**Stated goal**:
Turn the lines of the records below into a numbered list, skipping blank lines. Include only the lines from the one containing "Pick out the railway" through the one containing "pixel 106 56", with both of those lines included.

**Provided records**:
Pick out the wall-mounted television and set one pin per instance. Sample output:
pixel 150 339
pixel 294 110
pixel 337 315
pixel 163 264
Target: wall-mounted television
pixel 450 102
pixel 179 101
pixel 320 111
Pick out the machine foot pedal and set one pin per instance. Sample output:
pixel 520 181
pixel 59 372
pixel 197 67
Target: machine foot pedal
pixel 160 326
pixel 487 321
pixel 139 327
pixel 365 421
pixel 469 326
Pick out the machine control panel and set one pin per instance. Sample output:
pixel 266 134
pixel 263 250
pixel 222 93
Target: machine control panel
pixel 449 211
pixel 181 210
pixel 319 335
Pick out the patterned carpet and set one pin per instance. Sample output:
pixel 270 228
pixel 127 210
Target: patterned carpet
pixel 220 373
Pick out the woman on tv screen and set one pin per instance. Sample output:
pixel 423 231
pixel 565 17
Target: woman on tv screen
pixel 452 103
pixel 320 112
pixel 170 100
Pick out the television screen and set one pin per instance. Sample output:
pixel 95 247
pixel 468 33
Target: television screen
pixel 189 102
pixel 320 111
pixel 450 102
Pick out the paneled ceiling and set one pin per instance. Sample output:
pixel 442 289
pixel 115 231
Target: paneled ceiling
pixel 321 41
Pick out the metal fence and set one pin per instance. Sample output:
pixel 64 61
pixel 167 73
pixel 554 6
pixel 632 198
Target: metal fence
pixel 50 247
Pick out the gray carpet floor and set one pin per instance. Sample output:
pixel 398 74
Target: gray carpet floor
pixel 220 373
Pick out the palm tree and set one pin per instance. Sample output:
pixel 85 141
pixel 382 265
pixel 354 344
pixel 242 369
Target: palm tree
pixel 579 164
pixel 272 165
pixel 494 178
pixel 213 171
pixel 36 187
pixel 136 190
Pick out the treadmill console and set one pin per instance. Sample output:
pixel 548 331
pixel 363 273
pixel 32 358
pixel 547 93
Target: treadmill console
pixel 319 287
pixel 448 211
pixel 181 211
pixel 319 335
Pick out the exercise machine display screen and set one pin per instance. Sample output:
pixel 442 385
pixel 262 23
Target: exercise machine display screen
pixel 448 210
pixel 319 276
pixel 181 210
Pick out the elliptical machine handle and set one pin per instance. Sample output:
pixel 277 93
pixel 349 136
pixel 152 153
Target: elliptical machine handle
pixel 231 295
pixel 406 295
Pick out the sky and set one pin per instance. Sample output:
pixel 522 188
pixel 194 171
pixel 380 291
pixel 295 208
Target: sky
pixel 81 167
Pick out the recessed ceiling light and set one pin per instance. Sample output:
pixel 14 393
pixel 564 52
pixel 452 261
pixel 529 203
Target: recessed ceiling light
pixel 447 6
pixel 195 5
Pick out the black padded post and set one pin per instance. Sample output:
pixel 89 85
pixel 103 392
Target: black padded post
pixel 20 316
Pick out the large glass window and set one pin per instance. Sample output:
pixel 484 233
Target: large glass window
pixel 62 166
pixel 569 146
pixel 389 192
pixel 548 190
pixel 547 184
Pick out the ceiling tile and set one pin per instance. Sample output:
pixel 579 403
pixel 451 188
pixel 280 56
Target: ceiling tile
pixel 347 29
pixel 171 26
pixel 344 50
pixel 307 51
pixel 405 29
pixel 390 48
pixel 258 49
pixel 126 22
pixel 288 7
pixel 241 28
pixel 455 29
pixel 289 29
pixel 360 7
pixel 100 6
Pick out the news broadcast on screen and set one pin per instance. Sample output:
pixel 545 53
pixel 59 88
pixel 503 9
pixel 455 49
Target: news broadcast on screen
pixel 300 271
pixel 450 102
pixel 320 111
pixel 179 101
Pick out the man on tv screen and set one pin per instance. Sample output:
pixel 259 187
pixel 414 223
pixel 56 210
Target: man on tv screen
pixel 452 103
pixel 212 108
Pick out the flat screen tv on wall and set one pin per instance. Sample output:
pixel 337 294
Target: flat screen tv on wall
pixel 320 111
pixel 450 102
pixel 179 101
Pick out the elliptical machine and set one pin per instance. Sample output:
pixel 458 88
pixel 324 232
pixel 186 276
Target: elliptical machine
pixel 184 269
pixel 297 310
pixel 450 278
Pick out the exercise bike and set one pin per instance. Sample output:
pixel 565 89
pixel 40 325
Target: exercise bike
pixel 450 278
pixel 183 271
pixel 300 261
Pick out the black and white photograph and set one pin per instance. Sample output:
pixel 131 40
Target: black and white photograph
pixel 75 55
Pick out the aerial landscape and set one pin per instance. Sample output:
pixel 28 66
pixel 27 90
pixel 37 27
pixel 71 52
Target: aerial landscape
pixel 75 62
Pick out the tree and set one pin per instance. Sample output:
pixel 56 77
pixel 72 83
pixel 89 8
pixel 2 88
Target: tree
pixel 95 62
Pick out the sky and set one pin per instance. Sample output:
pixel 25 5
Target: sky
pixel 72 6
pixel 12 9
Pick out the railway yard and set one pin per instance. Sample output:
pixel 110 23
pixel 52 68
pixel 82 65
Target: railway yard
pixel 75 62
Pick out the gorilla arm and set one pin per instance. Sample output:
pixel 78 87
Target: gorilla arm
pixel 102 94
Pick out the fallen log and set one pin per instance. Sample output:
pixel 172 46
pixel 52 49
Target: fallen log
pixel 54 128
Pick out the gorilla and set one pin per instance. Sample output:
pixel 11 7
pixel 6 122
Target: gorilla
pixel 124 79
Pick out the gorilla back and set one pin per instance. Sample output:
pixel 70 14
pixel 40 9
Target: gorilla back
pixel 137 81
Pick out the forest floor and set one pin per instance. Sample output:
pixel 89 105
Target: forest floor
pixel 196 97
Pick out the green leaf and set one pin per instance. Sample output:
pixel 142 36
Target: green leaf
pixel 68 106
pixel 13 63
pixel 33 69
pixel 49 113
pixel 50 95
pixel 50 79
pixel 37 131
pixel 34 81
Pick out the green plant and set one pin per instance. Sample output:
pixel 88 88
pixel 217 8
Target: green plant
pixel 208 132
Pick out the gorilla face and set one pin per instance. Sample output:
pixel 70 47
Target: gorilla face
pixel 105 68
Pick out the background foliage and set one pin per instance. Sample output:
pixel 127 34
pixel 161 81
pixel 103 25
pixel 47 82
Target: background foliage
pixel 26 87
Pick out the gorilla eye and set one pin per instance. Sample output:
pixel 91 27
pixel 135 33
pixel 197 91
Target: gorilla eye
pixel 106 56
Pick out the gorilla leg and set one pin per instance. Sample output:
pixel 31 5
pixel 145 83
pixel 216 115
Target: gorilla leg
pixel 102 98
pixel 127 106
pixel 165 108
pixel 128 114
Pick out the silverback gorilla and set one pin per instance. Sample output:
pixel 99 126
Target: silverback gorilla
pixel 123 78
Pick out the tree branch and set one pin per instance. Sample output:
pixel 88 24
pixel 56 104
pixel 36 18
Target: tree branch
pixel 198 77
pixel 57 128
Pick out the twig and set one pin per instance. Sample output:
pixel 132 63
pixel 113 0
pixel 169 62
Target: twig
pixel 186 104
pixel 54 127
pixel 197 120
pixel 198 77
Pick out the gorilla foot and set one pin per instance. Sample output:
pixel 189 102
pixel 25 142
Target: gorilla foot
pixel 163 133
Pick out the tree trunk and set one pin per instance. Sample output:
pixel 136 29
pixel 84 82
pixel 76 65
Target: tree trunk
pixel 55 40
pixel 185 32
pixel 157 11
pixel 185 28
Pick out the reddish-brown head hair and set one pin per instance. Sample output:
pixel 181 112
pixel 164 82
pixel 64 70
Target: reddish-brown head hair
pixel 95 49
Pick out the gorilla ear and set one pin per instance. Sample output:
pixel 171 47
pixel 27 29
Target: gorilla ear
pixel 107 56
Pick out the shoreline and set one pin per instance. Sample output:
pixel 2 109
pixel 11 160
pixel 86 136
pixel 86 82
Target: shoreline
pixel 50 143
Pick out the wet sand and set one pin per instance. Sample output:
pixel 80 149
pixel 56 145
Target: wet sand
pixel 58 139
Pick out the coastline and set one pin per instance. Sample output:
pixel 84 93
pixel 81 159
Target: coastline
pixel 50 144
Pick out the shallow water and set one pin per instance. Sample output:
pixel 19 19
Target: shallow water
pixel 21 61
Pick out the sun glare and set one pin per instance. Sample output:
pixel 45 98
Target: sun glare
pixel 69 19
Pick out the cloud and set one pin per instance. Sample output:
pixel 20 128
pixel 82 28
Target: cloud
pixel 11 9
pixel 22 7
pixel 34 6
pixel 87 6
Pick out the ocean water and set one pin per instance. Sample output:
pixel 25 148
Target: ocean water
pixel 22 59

**Solution to the exercise**:
1. Pick out the railway yard and set one pin per instance. Sample output:
2. pixel 110 23
3. pixel 52 68
4. pixel 82 65
5. Target: railway yard
6. pixel 75 62
7. Pick out the gorilla arm and set one pin per instance. Sample output:
8. pixel 78 87
9. Target: gorilla arm
10. pixel 102 94
11. Pick out the fallen log and set one pin per instance. Sample output:
12. pixel 172 46
13. pixel 52 49
14. Target: fallen log
15. pixel 54 128
16. Pick out the gorilla and set one pin per instance. Sample output:
17. pixel 11 7
18. pixel 6 122
19. Target: gorilla
20. pixel 124 79
21. Pick out the gorilla back and set one pin per instance. Sample output:
22. pixel 70 14
23. pixel 40 9
24. Target: gorilla back
25. pixel 137 81
26. Pick out the forest floor and set one pin per instance. Sample output:
27. pixel 89 105
28. Target: forest floor
29. pixel 196 97
30. Pick out the green leaf and set one pin per instance. Sample output:
31. pixel 142 36
32. Target: green leaf
33. pixel 68 106
34. pixel 13 63
35. pixel 33 69
36. pixel 49 113
37. pixel 50 95
38. pixel 50 79
39. pixel 37 131
40. pixel 34 81
41. Pick out the green plant and set one pin per instance. Sample output:
42. pixel 88 88
43. pixel 217 8
44. Target: green plant
45. pixel 208 132
46. Pick out the gorilla face and set one pin per instance. Sample output:
47. pixel 70 47
48. Target: gorilla face
49. pixel 105 68
50. Pick out the background foliage and set one pin per instance. Sample output:
51. pixel 127 34
52. pixel 161 81
53. pixel 103 25
54. pixel 47 82
55. Target: background foliage
56. pixel 26 87
57. Pick out the gorilla eye and set one pin per instance. Sample output:
58. pixel 91 27
59. pixel 135 33
60. pixel 197 91
61. Target: gorilla eye
62. pixel 106 56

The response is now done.